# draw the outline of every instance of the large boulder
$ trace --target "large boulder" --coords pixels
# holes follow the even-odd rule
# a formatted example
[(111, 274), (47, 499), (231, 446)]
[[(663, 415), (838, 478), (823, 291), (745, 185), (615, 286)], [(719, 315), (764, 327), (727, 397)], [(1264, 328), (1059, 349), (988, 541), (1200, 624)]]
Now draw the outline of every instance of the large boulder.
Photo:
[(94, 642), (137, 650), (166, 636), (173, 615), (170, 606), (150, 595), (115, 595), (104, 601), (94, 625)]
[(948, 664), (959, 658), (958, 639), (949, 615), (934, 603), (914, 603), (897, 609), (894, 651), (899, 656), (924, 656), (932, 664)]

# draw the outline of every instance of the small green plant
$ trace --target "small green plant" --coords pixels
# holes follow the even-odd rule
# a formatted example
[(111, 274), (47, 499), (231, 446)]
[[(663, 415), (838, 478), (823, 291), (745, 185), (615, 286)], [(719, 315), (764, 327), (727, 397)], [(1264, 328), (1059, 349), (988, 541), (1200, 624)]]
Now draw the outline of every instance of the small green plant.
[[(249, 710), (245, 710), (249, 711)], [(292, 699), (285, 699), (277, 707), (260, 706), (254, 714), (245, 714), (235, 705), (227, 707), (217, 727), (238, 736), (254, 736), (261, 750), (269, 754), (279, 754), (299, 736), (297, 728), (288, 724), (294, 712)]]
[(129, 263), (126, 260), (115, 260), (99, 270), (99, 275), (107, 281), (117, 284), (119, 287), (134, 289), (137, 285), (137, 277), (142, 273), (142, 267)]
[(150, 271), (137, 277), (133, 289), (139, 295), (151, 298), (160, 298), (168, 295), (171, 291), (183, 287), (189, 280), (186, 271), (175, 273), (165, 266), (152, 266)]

***

▶ **WHAT YOU HAVE TO DO**:
Would you transcribe the whole listing, keeping every character the same?

▶ **TASK RESULT**:
# draw the outline of every instance of the large boulder
$ trace --target "large boulder" --coords pixels
# holes follow the even-odd rule
# a formatted example
[(111, 274), (47, 499), (231, 446)]
[[(663, 415), (838, 478), (823, 291), (745, 185), (615, 286)], [(719, 315), (764, 327), (727, 397)], [(1264, 328), (1059, 349), (988, 541), (1200, 624)]]
Now draw the outline of every instance of the large boulder.
Photo:
[(94, 642), (137, 650), (166, 636), (173, 615), (170, 606), (150, 595), (115, 595), (104, 601), (94, 625)]
[(948, 664), (959, 658), (958, 639), (949, 615), (934, 603), (914, 603), (897, 609), (894, 651), (899, 656), (924, 656), (932, 664)]

# draw the outline of every instance of the small green plant
$ trace --target "small green plant" --coords pixels
# holes follow the even-odd rule
# a formatted example
[(111, 274), (47, 499), (231, 446)]
[[(663, 415), (838, 478), (823, 291), (745, 185), (615, 286)], [(719, 315), (764, 327), (727, 397)], [(1264, 328), (1059, 349), (988, 541), (1200, 624)]]
Now draw the outline of every instance of the small green plant.
[[(249, 710), (245, 710), (249, 711)], [(292, 699), (285, 699), (277, 707), (260, 706), (254, 714), (245, 714), (235, 705), (227, 707), (217, 727), (238, 736), (254, 736), (261, 750), (269, 754), (279, 754), (299, 736), (297, 728), (288, 724), (294, 712)]]
[(129, 263), (126, 260), (115, 260), (99, 270), (99, 275), (107, 281), (117, 284), (119, 287), (134, 289), (137, 285), (137, 277), (142, 273), (142, 267)]
[(150, 271), (137, 277), (133, 289), (139, 295), (151, 298), (160, 298), (168, 295), (171, 291), (183, 287), (189, 280), (186, 271), (175, 273), (165, 266), (152, 266)]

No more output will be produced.